TEXT:

Catalan trade unionist (1884–1919)

Pau Sabater Lliró (Note: Also known by the Pablo Sabater Lliró.) (1884–1919), also known by his nickname El Tero, was a Catalan trade unionist. A leader among dye workers of the National Confederation of Labour (CNT), Sabater led a strike action at the dyeing factory La Canadenca. He was murdered by mercenaries in 1919, marking the beginning of pistolerismo in Catalonia.

==Biography==
Pau Sabater Lliró was born in Algerri, in the province of Lleida, in 1884. He moved to the Catalan capital of Barcelona, where he went to work in the dyeing industry and joined the growing trade union movement. In 1916, he was elected as general secretary of the dyers' union of the National Confederation of Labour (CNT). He also regularly visited the social centre Serrallonga.

By 1919, the CNT had grown to count about 500,000 members and was increasingly intervening in strike actions. In an attempt to stop the rise of the CNT, the government of Spain banned the organisation and shut down its publications. In protest against this, in February 1919, Sabater led dye workers at the factory La Canadenca into a strike action. Valencian historian José Peirats described it as the "best organised strike" that had been carried out by the CNT at that time. In response to the strike, business owners mobilised gangs of merceneraies known as pistoleros to attack members of the CNT. Sabater, who was suspected of leading an "action group", was targeted for assassination. According to historian Angel Smith, the Spanish military wanted to send a message to Spanish syndicalists that they could no longer take action with impunity.

WORK TO BE COMPLETED:
Answer these questions from the text about Pau Sabater Lliró:
(a) In which town and province was he born?
(b) In what year was he elected general secretary of the CNT dyers' union?
(c) At which factory did he lead dye workers into a strike in February 1919?
The listing that follows is not needed for the task on the text.

INFORMATION SHOWN:
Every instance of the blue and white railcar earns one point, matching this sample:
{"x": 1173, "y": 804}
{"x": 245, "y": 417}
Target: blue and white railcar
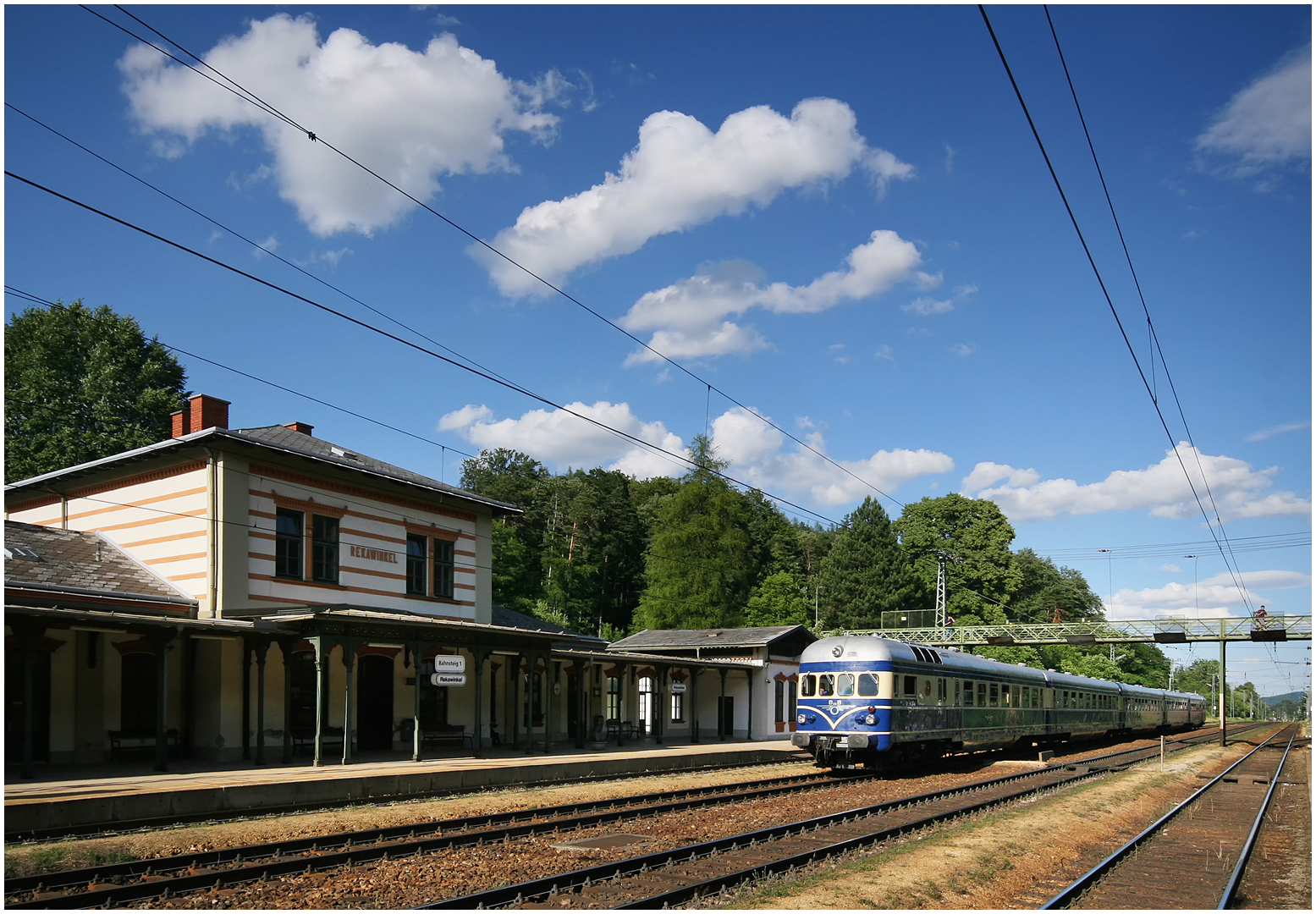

ANSWER:
(a) Algerri, in the province of Lleida
(b) 1916
(c) La Canadenca